*Page excerpt*.
Bernie Sanders suspended his presidential campaign exactly one month ago Friday, and days later he endorsed Joe Biden, the apparent Democratic presidential nominee. But Sanders and the remains of his campaign apparatus are in some ways acting as if the campaign is still going, raising questions about the message he's sending to his progressive movement.
Sanders continues to send regular fundraising emails to supporters, and his Twitter profile still says "candidate for President." He uses his website — "BernieSanders.com" — for regular livestreamed town halls with high-profile guests supportive of his ideas.
And Sanders has at times struck a competitive tone since leaving the race, suggesting a reluctance to fully embrace Biden, as he tries to move the party’s leader to the left.
Sanders' team is continuing its fight for delegates. Recently, it fought back aggressively against a decision by the New York State Board of Elections, citing coronavirus fears, to remove Sanders’ name from the state’s June 23 primary ballot — essentially ceding all the state’s delegates to Biden.
Top aides fired off statements calling the move an "outrage" and "a blow to American democracy."
A federal judge reversed the decision this week, after Andrew Yang, another 2020 Democratic hopeful who endorsed Biden after dropping out, sued on behalf of Sanders and eight other candidates whose names were also removed. The Board of Elections has since appealed, but for now a competitive Democratic presidential primary is back on in New York.
Sanders’ fight for ballot access, even absent a formal campaign operation, showed how he and his allies view his role within the Democratic Party. Not only does Sanders’ presence on the ballot help drive progressive turnout in down-ballot contests, supporters say, but by accumulating more delegates, Sanders will have more leverage over the party’s platform and Biden’s policy choices.
Many of the campaign's top operatives have branched out to new projects. Three PACs and super PACs run by former Sanders senior advisers and confidants have been created in the weeks since his departure from the race, including one started by his former campaign co-chair Nina Turner.
"We absolutely need you in the 20 contests that are left to cast your vote for Sen. Bernie Sanders,” Turner said this week during the online launch of Once Again PAC, one of the groups formed to advocate for Sanders’ key policy proposals.
The delegates earned in the remaining contests, Turner added, will give “progressives the opportunity to participate in the strongest fashion possible on the floor of the DNC during the convention —whether that floor is virtual, or whether it is live and in living color.”
Neither the Biden campaign nor Sanders team responded to requests for comment. But both sides have released joint statements and created six working groups to help shape the party platform and future policy proposals.

*Entries shown*.
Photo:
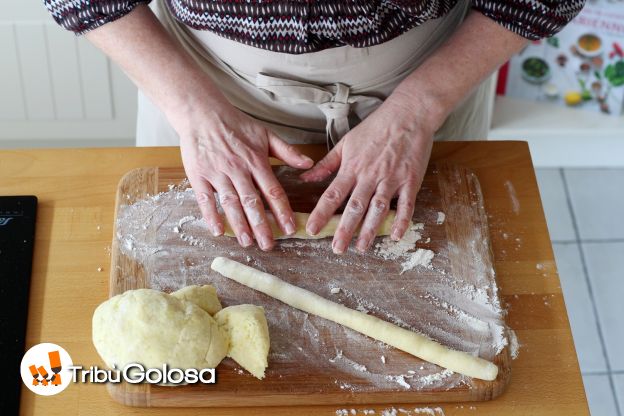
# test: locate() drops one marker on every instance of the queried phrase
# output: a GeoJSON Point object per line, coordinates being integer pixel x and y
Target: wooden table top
{"type": "Point", "coordinates": [76, 191]}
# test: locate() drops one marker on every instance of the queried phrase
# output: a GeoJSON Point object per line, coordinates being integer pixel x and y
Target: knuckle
{"type": "Point", "coordinates": [356, 206]}
{"type": "Point", "coordinates": [407, 205]}
{"type": "Point", "coordinates": [379, 205]}
{"type": "Point", "coordinates": [344, 230]}
{"type": "Point", "coordinates": [333, 195]}
{"type": "Point", "coordinates": [276, 192]}
{"type": "Point", "coordinates": [228, 199]}
{"type": "Point", "coordinates": [203, 198]}
{"type": "Point", "coordinates": [250, 201]}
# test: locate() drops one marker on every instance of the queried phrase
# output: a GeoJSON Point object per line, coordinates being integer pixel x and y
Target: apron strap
{"type": "Point", "coordinates": [334, 101]}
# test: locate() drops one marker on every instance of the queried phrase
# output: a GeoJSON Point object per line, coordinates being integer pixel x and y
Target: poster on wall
{"type": "Point", "coordinates": [580, 67]}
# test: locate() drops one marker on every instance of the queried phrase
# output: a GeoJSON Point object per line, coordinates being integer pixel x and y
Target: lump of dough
{"type": "Point", "coordinates": [153, 328]}
{"type": "Point", "coordinates": [248, 333]}
{"type": "Point", "coordinates": [204, 296]}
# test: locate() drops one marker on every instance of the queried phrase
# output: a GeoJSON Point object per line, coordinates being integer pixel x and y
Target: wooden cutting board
{"type": "Point", "coordinates": [160, 242]}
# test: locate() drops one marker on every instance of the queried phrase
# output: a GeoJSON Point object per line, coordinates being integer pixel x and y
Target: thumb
{"type": "Point", "coordinates": [288, 153]}
{"type": "Point", "coordinates": [326, 166]}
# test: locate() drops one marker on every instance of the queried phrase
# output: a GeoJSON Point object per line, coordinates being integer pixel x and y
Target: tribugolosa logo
{"type": "Point", "coordinates": [5, 220]}
{"type": "Point", "coordinates": [45, 369]}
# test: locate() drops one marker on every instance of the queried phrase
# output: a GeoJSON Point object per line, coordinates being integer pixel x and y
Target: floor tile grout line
{"type": "Point", "coordinates": [589, 287]}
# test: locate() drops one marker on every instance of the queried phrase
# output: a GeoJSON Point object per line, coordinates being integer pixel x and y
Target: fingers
{"type": "Point", "coordinates": [254, 210]}
{"type": "Point", "coordinates": [352, 216]}
{"type": "Point", "coordinates": [230, 202]}
{"type": "Point", "coordinates": [329, 202]}
{"type": "Point", "coordinates": [204, 194]}
{"type": "Point", "coordinates": [377, 212]}
{"type": "Point", "coordinates": [326, 166]}
{"type": "Point", "coordinates": [405, 209]}
{"type": "Point", "coordinates": [288, 153]}
{"type": "Point", "coordinates": [275, 196]}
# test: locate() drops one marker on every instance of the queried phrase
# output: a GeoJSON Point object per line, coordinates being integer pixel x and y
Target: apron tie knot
{"type": "Point", "coordinates": [334, 101]}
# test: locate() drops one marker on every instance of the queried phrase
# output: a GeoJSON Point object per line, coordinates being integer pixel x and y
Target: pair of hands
{"type": "Point", "coordinates": [385, 156]}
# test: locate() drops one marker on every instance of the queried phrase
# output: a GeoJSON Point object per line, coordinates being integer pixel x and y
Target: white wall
{"type": "Point", "coordinates": [56, 89]}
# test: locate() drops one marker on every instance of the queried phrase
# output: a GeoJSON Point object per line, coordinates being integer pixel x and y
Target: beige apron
{"type": "Point", "coordinates": [314, 97]}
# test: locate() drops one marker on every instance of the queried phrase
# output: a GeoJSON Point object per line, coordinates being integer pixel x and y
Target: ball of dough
{"type": "Point", "coordinates": [204, 296]}
{"type": "Point", "coordinates": [248, 331]}
{"type": "Point", "coordinates": [153, 328]}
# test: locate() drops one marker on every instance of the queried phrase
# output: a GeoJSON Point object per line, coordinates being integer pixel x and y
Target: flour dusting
{"type": "Point", "coordinates": [409, 283]}
{"type": "Point", "coordinates": [405, 249]}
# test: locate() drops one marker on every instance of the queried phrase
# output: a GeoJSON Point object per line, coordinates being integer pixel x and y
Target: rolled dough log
{"type": "Point", "coordinates": [301, 218]}
{"type": "Point", "coordinates": [403, 339]}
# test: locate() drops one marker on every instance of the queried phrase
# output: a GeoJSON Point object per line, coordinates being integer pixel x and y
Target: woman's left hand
{"type": "Point", "coordinates": [385, 156]}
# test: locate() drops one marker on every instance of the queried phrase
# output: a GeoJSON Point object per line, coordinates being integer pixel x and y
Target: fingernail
{"type": "Point", "coordinates": [312, 229]}
{"type": "Point", "coordinates": [217, 229]}
{"type": "Point", "coordinates": [395, 235]}
{"type": "Point", "coordinates": [265, 243]}
{"type": "Point", "coordinates": [290, 226]}
{"type": "Point", "coordinates": [245, 240]}
{"type": "Point", "coordinates": [338, 247]}
{"type": "Point", "coordinates": [361, 245]}
{"type": "Point", "coordinates": [306, 161]}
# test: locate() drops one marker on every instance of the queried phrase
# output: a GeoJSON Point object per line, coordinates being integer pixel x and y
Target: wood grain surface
{"type": "Point", "coordinates": [293, 373]}
{"type": "Point", "coordinates": [76, 191]}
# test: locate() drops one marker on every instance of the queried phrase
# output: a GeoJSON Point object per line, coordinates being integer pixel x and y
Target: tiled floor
{"type": "Point", "coordinates": [585, 214]}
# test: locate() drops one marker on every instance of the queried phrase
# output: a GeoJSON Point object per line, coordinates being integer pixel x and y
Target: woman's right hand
{"type": "Point", "coordinates": [223, 150]}
{"type": "Point", "coordinates": [226, 151]}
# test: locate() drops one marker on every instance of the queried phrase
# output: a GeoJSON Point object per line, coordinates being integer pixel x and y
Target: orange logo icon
{"type": "Point", "coordinates": [50, 378]}
{"type": "Point", "coordinates": [55, 366]}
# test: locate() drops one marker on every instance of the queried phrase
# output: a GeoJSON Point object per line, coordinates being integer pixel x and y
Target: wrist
{"type": "Point", "coordinates": [193, 103]}
{"type": "Point", "coordinates": [420, 107]}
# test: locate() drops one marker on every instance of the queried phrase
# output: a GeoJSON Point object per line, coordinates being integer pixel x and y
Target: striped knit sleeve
{"type": "Point", "coordinates": [81, 16]}
{"type": "Point", "coordinates": [532, 19]}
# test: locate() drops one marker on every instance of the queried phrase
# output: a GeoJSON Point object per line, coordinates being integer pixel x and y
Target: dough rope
{"type": "Point", "coordinates": [401, 338]}
{"type": "Point", "coordinates": [301, 218]}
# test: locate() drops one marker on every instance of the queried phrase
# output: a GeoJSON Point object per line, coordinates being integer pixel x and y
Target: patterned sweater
{"type": "Point", "coordinates": [302, 26]}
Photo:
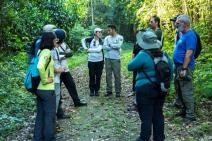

*Task details*.
Continue the article on Bernie Sanders after his campaign suspension, starting right after its last sentence.

*Answer section*.
Since the start of his 2020 campaign, Sanders, an independent from Vermont, assured anyone who asked that he planned to support the Democratic nominee. Less than a week after ending his campaign, he joined Biden in a livestream to announce his endorsement of the former vice president — far earlier than in 2016, when he took more than a month before endorsing then-rival Hillary Clinton.
But with a section of Sanders supporters, almost 1 out of 4 according to a recent poll, still less than enthusiastic about getting behind the 77-year old Biden, Sanders — himself 78 — has shown little effort to bring them aboard so far.
“I think it could be a problem if Bernie doesn’t begin to weave the importance of supporting Joe Biden into his public discourse,” former Sen. Claire McCaskill, a Democrat of Missouri, said in an interview. “He has not done that yet.”
McCaskill, an NBC News contributor, acknowledged that much of the political world is operating under unique circumstances, given the coronavirus pandemic. “When the time comes that political events can occur, I believe that Bernie will campaign at those events for Joe Biden. I am optimistic that that will happen, because Bernie is a man of his word,” she said.
But Sanders hasn’t used his unmatched email list to fundraise for Biden, despite doing so in recent weeks for COVID-19-related causes and progressive congressional candidates who’ve supported his candidacy in the past.
His livestream events with high-profile guests including Massachusetts Sen. Elizabeth Warren to New York Rep. Alexandria Ocasio-Cortez have largely focused on the pandemic but haven’t referred to Biden, his campaign or his plans.
Joe Trippi, who ran Howard Dean’s unsuccessful 2004 presidential campaign, said Sanders’ posture toward Biden thus far isn’t “unusual at all.”
Dean, another progressive whose campaign set early online fundraising records for small-dollar donations, waited months before using his list to help Democratic nominee John Kerry, after a primary that exposed sharp ideological divides around support for the Iraq War.
“The reality is if you still want to try to get the 'Medicare for All' plank in the platform, you want your supporters to be with you, your delegates to be with you,” Trippi said.
“What we’re seeing here is a complicated in-between,” said Daniel Schlozman, an assistant professor of political science at Johns Hopkins University who wrote the 2015 book “When Movements Anchor Parties: Electoral Alignments in American History.”
“It goes back to Sanders’ ambivalence about, from the get-go, the Democratic Party, whose nomination he sought and which he never formally joined,” Schlozman said. “Whether it is smart or dumb, it is Bernie Sanders performing like Bernie Sanders.”